日本橋のカフェや喫茶店でゆるりと休息
東京証券取引所や日本銀行本店が立地する日本橋は、東京を代表する金融街だ。日本の経済を背負うサラリーマンたちが日々仕事に汗を流す。また、日本橋高島屋や日本橋三越といった老舗デパートにくわえ、近年では東京の先端カルチャーを集約したコレド室町・コレド日本橋が誕生。日本の今を感じられる新しいモノやコトを求めて、多くの買い物客やグルメファンがつめかける。この記事では、動きを止めない多忙な日本橋で、ひとときの休息を得られる魅力的なカフェ・喫茶店を紹介する。歴史ある街ならではの老舗が手掛ける店も登場するので、ぜひチェックしてほしい。
東京・日本橋のおすすめカフェ 10選(目次)
店舗 (クリックで詳細) |
特徴や内容 |
① cafe VAVA (カフェ ババ) | パンケーキやアフタヌーンティーが人気 |
② 文明堂カフェ | 古くて新しい和製スイーツを堪能 |
③ ミカド珈琲店 日本橋本店 | レトロな空間で至高のコーヒーとスイーツを |
④ BOUL’ANGE 日本橋店(ブール アンジュ) | 日常に小さな幸せをもたらすブーランジェリー |
⑤ ル・ショコラ・アラン・デュカス 東京工房 | パリのエスプリと日本の粋がショコラで融合 |
⑥ 資生堂パーラー 日本橋高島屋店 | 華やかなパフェに大人も子ども心ときめく |
⑦ ぺしゃわーる | ムード満点、隠れ家のような喫茶店 |
⑧ マルゼンカフェ 日本橋店 | 日本の一大書店と洋食の意外な関係 |
⑨ HARIO CAFE (ハリオカフェ) | 老舗耐熱ガラスメーカー発のおしゃれカフェ |
⑩ カフェ・ディ・フェスタ | 伝統の千疋屋クオリティをカジュアルに |
① cafe VAVA (カフェ ババ)

▶ [提供資料]
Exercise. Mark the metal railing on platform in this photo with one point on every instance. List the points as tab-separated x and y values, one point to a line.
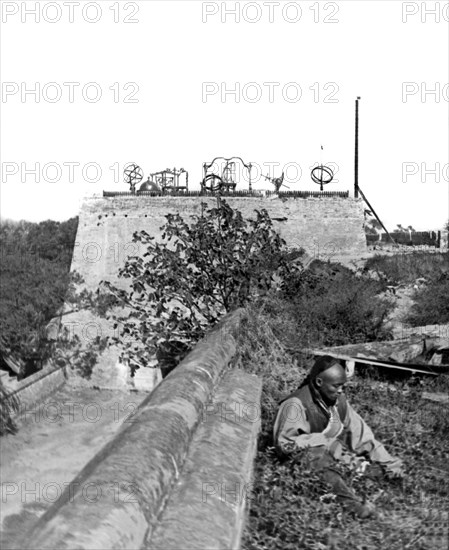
245	193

▶ [課題の要件]
• a. 次の(i)〜(iii)がそれぞれ日本橋のカフェ紹介文の内容と合っているか、はい・いいえで答えよ。根拠となる本文の語句をそのまま引用して添えること。
(i) 日本橋には東京証券取引所と日本銀行本店がある。
(ii) この記事で紹介されるカフェは5店である。
(iii) ハリオカフェは老舗の耐熱ガラスメーカーから生まれた店である。
• b. 日本橋のカフェ紹介文によると、東京の先端カルチャーを集約して近年日本橋に誕生した施設は何か。
• c. 日本橋のカフェ紹介文の続きを、最後の見出しの直後から書き進めよ。

▶ [演習の結果]
• a.
(i) はい。「東京証券取引所や日本銀行本店が立地する日本橋は」
(ii) いいえ。「東京・日本橋のおすすめカフェ 10選」
(iii) はい。「老舗耐熱ガラスメーカー発のおしゃれカフェ」

• b. コレド室町・コレド日本橋。

• c.
パンケーキやアフタヌーンティーが人気
日本橋髙島屋 S.C. 新館の3Fにある女性を中心に人気のカフェ。フレンチのシェフが作るグルテンフリーのパンケーキやフレッシュなパフェは看板アイテム。また、特製フレンチトーストがてっぱんのモーニングやハンバーガー、パスタなどのランチも充実しており、一日を通して利用できる。
気軽さも好評のアフタヌーンティー(税別3600円)は、季節ごとに内容が変わるので要チェック。2時間制などのお店が多いなか、時間無制限と良心的なこともうれしい。
国産の米粉を使ったパンケーキ(税別1600円~)は 、“ふわっとむにゅっと” な独特の食感とマスカルポーネクリームのまろやかさに悶絶。「苺とベリー」や「ショコラ&生クリーム」などが選べる。グルテンフリーなのでヘルシー志向の人にもおすすめだ。
見た目も華やかなアフタヌーンティも不動の人気。素材にこだわるスイーツはもちろん、「天使の海老ミニバーガー」など人気アイテムもセイボリーとして登場。フリードリンク15種を含め時間無制限で楽しめるので、思わずおしゃべりに花が咲く。
ティーマイスターが入れる「極上ロイヤルミルクティー」(税別1400円)はぜひ一度飲んでみて。飽くなき探求の末たどり着いたスリランカ産のアールグレイは、丁寧に手摘みされた特別栽培の茶葉だから香りがちがう。少しお値段が張るが、ポットでサーブされるのでじっくりと味わいたい。
② 文明堂カフェ
古くて新しい和製スイーツを堪能
三越前駅から江戸桜通りを歩いて1分。長崎のカステラを代表する老舗、文明堂が手掛けるカフェ。カステラをはじめバームクーヘンやどら焼き、プリンなどのお菓子が所せましと並ぶ販売コーナーの先に、スタイリッシュなカフェスペースがあらわれる。
ここでは、文明堂ならではのスイーツはもちろん、カレーやハヤシライスの洋食メニューや、お酒とともにいただく小皿メニューまで幅広くそろえ、夜利用も可能だ。
メディアでも紹介されるカステラで作ったフレンチトースト「フレンチ・カステラ」(税別980円)。表面はカリっと焼き上げられ、シナモンの香りがアクセント。甘すぎないので添えられたアイスクリームと一緒に食べるとちょうどいい。
「焼き立て三笠山パンケーキ」(税別1000円)は、文明堂の特製どら焼き「三笠山」の生地を使ったオリジナルのパンケーキ。シロップ、あんこ、クリーム、アイスとトッピングがたくさんあるのもうれしい。和菓子らしい素朴でやさしい甘さに、わけもなくホッとした気分になる。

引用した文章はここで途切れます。